-- Excerpted text --
Ed Cray, Chief Justice: A Biography of Earl Warren (1997)
This book chronicles the career of Earl Warren, one of Boalt Hall's graduates. It begins with his childhood in Bakersfield and continues through his career as a district attorney, attorney general for California, governor of California and chief justice of the U.S. Supreme Court. There are references to some Boalt faculty (Max Radin, Adrian Kragen, Arthur Sherry) as well as other famous Californians. At over 500 pages, the book is long, but it's still a page turner.
V. Legal Theory, Critical Race Theory and Feminist Jurisprudence
Grant Gilmore, Ages of American Law (1979)
Gilmore was one of the major figures in 20th Century legal thinking and this short, readable book is a gem. It will explain much of what is going on beneath the surface of law school. It is a great introduction to legal theory.
Robin West, Caring for Justice (1997)
In this book, West synthesizes her various earlier works on feminist jurisprudence. Students in Professor Krieger's sex discrimination class frequently described this book as a kind of scholarly "sigh of relief," helping them articulate what they found missing in traditional approaches to law and lawyering, but couldn't quite get into words.
Richard Delgado, et al., eds., Critical Race Theory: The Cutting Edge (1995)
This is the compendium of critical race scholarship. Topical sections include: Essentialism and Anti-essentialism; Race, Sex, Class, and Their Intersections; Legal Institutions, Critical Pedagogy, Minorities in the Law; Critical Race Feminism; Critical White Studies; and Storytelling, Counter-storytelling, and Naming One's Own Reality, to mention a few.
D. Kelly Weisberg, ed., Feminist Legal Theory: Foundations (1993)
In this book, Weisberg has collected the foundational works in feminist legal theory. Topical categories include: Theories of Law; Equality and Difference; Elements of Feminist Legal Theory; Essentialism; and Feminist Legal Methods.
Daniel A. Farber & Suzanna Sherry, Beyond All Reason: The Radical Assault on Truth in American Law (1992)
This book represents the "anti-critical studies" perspective. Boalt Professor Dan Farber and Suzanna Sherry critique critical race and critical gender theory with relative restraint and patience, arguing that the critical legal studies assault on liberal legal models and methods is unproductive at best, dangerous at worst.

-- Problem --
In the law book list above, which Boalt faculty members are named as being referenced in Ed Cray's biography of Earl Warren?

-- Data section --
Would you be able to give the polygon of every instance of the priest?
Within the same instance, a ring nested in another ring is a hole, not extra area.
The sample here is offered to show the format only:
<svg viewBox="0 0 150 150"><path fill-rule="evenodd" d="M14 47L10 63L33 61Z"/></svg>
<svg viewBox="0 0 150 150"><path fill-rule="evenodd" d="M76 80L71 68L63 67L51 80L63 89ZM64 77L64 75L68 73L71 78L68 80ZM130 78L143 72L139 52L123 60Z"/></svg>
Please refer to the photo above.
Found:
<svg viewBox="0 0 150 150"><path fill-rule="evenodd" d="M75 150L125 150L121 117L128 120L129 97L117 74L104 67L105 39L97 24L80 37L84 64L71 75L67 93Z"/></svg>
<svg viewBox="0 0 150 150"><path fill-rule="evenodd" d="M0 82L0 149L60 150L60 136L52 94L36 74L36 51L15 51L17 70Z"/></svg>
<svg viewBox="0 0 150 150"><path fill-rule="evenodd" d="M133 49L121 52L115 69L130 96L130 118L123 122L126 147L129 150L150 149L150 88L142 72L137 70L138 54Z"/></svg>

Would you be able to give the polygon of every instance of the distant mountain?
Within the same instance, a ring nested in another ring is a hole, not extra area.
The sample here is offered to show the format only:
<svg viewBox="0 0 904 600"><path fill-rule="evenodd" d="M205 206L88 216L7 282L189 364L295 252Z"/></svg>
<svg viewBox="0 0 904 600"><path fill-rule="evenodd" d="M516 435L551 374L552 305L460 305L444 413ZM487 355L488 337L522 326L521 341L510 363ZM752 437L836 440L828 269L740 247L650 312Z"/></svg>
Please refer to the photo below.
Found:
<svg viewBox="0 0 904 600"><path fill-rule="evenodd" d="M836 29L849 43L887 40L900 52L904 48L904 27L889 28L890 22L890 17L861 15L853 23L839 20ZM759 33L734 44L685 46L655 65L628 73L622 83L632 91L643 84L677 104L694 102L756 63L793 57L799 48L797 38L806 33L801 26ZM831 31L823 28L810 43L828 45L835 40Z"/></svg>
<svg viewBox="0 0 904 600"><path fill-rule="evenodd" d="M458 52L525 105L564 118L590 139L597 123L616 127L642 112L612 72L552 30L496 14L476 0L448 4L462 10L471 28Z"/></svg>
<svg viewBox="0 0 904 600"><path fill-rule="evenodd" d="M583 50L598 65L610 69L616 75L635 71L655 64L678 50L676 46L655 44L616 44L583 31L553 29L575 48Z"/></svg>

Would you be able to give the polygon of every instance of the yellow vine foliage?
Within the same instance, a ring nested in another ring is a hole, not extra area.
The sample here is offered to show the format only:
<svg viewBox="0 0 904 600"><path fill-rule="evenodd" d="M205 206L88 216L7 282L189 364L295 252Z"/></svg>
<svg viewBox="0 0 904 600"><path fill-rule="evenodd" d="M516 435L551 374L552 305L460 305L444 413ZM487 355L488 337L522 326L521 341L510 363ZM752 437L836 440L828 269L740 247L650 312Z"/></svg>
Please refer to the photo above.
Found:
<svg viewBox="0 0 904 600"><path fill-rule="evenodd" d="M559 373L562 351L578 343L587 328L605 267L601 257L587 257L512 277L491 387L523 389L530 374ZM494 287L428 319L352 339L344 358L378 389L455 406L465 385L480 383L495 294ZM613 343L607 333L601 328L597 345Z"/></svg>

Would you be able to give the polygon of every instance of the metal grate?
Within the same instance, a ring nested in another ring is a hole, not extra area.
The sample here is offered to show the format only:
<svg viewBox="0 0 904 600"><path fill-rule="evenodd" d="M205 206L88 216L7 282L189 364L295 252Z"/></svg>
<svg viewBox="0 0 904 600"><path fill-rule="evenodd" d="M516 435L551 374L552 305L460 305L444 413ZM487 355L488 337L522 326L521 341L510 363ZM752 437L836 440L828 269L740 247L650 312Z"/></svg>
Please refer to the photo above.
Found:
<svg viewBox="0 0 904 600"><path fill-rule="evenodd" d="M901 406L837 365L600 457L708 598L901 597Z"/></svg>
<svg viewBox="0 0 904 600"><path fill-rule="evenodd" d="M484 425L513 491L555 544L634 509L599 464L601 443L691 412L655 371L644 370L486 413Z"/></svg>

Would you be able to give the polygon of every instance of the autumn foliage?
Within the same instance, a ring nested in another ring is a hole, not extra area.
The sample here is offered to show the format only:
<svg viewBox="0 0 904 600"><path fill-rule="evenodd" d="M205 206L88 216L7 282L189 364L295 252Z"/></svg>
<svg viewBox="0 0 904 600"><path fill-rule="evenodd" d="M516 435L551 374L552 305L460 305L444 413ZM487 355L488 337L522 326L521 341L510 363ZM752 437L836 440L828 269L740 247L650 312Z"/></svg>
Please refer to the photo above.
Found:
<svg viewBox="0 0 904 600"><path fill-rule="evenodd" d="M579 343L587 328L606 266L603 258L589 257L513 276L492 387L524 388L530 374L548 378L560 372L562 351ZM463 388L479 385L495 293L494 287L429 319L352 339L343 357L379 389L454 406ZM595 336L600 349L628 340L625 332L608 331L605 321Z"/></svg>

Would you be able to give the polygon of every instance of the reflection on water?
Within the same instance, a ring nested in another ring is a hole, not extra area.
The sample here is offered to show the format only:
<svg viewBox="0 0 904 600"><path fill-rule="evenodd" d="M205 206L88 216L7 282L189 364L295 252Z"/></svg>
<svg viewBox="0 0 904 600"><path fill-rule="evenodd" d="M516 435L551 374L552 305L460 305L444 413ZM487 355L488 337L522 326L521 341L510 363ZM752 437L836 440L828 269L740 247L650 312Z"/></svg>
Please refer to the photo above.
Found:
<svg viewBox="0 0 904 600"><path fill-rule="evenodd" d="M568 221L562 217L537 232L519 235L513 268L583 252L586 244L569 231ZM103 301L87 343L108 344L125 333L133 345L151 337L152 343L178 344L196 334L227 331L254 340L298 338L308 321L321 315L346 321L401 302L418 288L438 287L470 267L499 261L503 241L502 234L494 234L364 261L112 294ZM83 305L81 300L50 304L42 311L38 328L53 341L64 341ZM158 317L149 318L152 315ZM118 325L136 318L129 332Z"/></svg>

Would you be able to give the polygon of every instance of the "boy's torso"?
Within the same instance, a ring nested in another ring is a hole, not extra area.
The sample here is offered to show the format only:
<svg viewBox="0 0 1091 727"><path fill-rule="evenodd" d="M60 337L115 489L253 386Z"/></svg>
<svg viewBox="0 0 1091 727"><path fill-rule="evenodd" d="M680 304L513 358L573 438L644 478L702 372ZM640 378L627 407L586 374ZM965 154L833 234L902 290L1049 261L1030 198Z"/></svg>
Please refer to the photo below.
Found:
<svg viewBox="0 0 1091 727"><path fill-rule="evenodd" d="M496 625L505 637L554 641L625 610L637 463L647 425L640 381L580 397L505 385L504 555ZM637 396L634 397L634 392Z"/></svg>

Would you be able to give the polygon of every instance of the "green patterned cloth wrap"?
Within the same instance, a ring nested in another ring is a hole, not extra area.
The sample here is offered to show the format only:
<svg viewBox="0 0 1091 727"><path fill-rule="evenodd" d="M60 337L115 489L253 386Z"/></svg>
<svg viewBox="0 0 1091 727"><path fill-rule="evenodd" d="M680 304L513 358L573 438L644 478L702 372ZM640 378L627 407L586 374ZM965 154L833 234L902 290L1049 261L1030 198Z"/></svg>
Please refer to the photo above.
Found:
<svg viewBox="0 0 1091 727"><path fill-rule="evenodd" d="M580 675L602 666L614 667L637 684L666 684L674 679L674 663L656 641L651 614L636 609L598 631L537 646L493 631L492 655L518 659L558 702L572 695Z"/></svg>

-- Exercise output --
Max Radin, Adrian Kragen, and Arthur Sherry.